[Collected data]
# # # #

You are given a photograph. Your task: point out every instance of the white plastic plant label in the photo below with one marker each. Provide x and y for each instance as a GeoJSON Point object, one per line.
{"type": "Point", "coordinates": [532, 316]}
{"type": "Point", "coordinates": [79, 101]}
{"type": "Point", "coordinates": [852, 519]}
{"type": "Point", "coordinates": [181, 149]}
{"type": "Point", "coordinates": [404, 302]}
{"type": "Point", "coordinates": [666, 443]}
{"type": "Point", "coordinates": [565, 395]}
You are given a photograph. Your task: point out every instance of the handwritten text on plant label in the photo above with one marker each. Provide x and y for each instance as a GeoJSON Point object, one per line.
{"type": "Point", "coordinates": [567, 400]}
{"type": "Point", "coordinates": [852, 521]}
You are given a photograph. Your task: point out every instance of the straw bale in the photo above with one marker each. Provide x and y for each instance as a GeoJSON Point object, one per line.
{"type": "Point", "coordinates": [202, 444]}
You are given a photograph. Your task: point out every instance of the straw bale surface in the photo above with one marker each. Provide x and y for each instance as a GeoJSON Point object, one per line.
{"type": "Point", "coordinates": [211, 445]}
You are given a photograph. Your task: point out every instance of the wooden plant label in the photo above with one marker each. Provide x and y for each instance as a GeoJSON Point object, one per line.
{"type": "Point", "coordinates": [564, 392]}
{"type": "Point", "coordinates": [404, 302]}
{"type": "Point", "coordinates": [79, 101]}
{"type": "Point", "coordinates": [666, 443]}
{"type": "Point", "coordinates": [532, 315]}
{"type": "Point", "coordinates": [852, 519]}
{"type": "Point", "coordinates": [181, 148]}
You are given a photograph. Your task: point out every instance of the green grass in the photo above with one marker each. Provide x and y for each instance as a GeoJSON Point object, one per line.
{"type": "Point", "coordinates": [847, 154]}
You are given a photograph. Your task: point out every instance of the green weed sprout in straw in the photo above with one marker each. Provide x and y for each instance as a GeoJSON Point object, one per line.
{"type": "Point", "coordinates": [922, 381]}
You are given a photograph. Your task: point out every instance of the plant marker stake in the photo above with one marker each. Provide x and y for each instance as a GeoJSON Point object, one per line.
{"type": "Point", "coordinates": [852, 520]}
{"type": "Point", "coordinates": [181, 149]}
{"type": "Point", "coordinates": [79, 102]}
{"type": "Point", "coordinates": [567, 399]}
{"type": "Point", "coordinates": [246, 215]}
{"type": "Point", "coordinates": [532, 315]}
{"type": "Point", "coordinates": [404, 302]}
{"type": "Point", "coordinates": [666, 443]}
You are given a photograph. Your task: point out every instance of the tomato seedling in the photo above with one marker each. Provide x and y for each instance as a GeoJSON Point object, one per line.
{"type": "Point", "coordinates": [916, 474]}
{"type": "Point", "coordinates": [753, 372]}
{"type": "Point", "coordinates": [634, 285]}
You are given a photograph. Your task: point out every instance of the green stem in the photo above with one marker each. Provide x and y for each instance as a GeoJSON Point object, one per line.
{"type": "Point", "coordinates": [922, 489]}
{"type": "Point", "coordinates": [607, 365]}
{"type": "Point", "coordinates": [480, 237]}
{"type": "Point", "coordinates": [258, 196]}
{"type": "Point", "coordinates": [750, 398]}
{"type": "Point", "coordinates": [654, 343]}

# # # #

Reproduce each line of the data without any change.

Answer box:
You are given a photograph. Your task: point out every instance of the white plastic plant label in the photo below with one marker each. Provide x and y for each instance as a GeoJSON Point object, one per line.
{"type": "Point", "coordinates": [532, 316]}
{"type": "Point", "coordinates": [79, 101]}
{"type": "Point", "coordinates": [852, 519]}
{"type": "Point", "coordinates": [181, 149]}
{"type": "Point", "coordinates": [404, 302]}
{"type": "Point", "coordinates": [666, 443]}
{"type": "Point", "coordinates": [565, 395]}
You are given a photograph. Your task: point out every instance of the handwritten text on plant label in the photo above with one marker each. Provide x and y for each instance as a GeoJSON Point object, one per line.
{"type": "Point", "coordinates": [567, 400]}
{"type": "Point", "coordinates": [852, 521]}
You are given a photograph. Your task: point out every instance of the straw bale in the photo above with one marker each. Provide x and y for each instance as a GeoJSON Point object, one per line.
{"type": "Point", "coordinates": [202, 444]}
You are given a photograph. Your task: point out every instance of the straw bale surface in the photo above with one marker each. Provide x and y for each instance as a GeoJSON Point object, one per line.
{"type": "Point", "coordinates": [211, 445]}
You are given a photograph. Your task: point out every instance of the wooden plant label in the photo above with one marker each. Provide x and y for each instance as a GeoJSON Point object, one per line.
{"type": "Point", "coordinates": [564, 392]}
{"type": "Point", "coordinates": [404, 302]}
{"type": "Point", "coordinates": [79, 101]}
{"type": "Point", "coordinates": [666, 443]}
{"type": "Point", "coordinates": [532, 315]}
{"type": "Point", "coordinates": [852, 519]}
{"type": "Point", "coordinates": [181, 148]}
You are given a photograph. Your task: point out every instance of the green grass in the photo above with one marker each. Provide x and y for each instance as a GeoJSON Point object, one per line.
{"type": "Point", "coordinates": [847, 154]}
You are given a photograph. Your task: point out every instance of the green weed sprout in straw in the photo above with one marker each. Provide x and y for each instance as a GeoJSON Point object, one per line.
{"type": "Point", "coordinates": [922, 381]}
You are given a photograph. Your task: point out every instance of the plant marker stake in the photo above with one marker each. Provide x and y for each instance as a GeoJSON Point object, one per line.
{"type": "Point", "coordinates": [852, 520]}
{"type": "Point", "coordinates": [181, 149]}
{"type": "Point", "coordinates": [79, 102]}
{"type": "Point", "coordinates": [567, 399]}
{"type": "Point", "coordinates": [246, 215]}
{"type": "Point", "coordinates": [532, 315]}
{"type": "Point", "coordinates": [404, 302]}
{"type": "Point", "coordinates": [666, 443]}
You are given a photograph. Your task: point out every instance of the tomato seedling in the photo above with one marker each. Provide x and y for each instance as a GeoJSON Point object, one per line.
{"type": "Point", "coordinates": [916, 474]}
{"type": "Point", "coordinates": [753, 372]}
{"type": "Point", "coordinates": [634, 285]}
You are given a photograph. Your task: point out every instance of the green stem in the photo above with one marker each. Provide x and y for each instance as a GeoJSON Point object, one per line.
{"type": "Point", "coordinates": [922, 489]}
{"type": "Point", "coordinates": [607, 365]}
{"type": "Point", "coordinates": [480, 237]}
{"type": "Point", "coordinates": [258, 196]}
{"type": "Point", "coordinates": [750, 398]}
{"type": "Point", "coordinates": [654, 343]}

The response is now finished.